**Problem description:** Taking the data below line by line, count those that include the word "handle" and report the number alone.

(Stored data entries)
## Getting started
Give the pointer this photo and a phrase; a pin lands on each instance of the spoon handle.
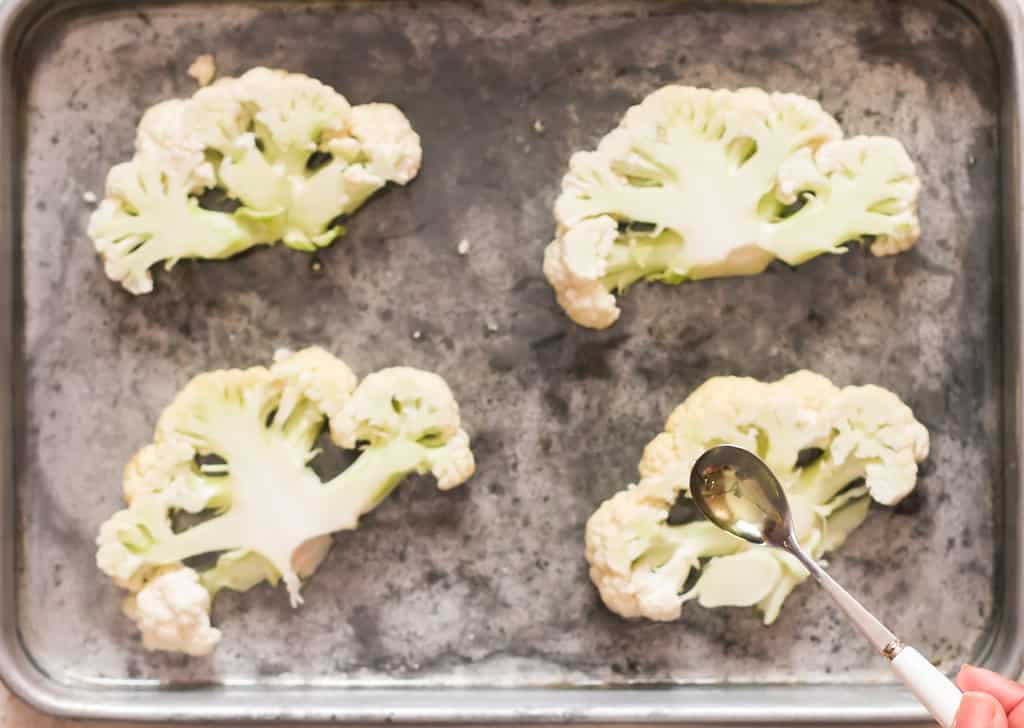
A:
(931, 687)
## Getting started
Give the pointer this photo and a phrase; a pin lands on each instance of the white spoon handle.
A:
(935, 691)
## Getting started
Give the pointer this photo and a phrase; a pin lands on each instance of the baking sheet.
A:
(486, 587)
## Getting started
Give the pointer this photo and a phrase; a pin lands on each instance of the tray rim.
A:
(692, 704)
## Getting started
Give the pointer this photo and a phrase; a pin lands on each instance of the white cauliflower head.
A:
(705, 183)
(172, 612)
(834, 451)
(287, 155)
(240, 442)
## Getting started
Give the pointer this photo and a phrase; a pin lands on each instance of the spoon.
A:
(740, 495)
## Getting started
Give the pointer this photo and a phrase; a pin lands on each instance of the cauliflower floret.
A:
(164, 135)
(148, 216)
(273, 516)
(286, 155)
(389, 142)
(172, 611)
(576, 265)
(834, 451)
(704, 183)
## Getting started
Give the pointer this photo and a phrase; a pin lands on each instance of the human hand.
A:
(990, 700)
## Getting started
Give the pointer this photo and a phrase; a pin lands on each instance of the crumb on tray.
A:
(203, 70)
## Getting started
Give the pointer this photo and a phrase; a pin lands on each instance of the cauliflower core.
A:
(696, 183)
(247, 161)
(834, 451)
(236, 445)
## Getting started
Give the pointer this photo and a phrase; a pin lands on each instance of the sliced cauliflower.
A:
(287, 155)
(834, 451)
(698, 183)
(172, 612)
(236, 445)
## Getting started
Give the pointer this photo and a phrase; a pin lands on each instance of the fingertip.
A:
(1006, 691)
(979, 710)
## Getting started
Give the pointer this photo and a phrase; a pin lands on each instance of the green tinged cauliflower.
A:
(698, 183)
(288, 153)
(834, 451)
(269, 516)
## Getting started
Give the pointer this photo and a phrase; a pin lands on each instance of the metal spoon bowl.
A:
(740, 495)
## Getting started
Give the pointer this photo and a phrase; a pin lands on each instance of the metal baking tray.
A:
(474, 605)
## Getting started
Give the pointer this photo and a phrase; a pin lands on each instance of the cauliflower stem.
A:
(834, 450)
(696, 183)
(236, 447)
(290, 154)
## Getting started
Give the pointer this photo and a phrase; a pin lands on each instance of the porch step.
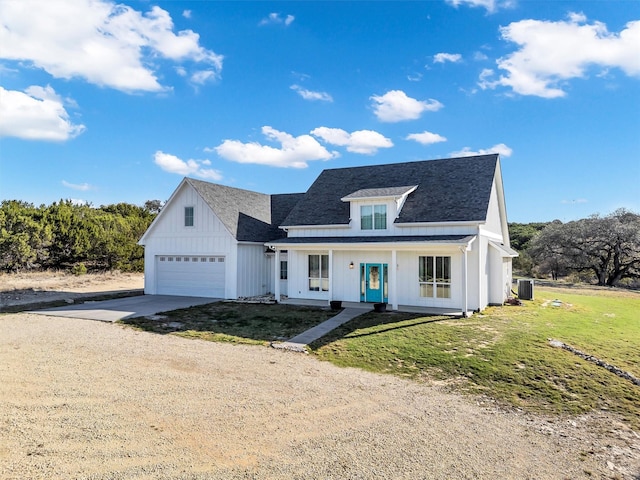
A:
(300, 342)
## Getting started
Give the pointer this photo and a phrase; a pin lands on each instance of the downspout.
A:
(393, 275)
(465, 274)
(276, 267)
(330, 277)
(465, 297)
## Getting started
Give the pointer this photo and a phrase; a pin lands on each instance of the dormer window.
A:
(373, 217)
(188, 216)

**Exercise result:** 2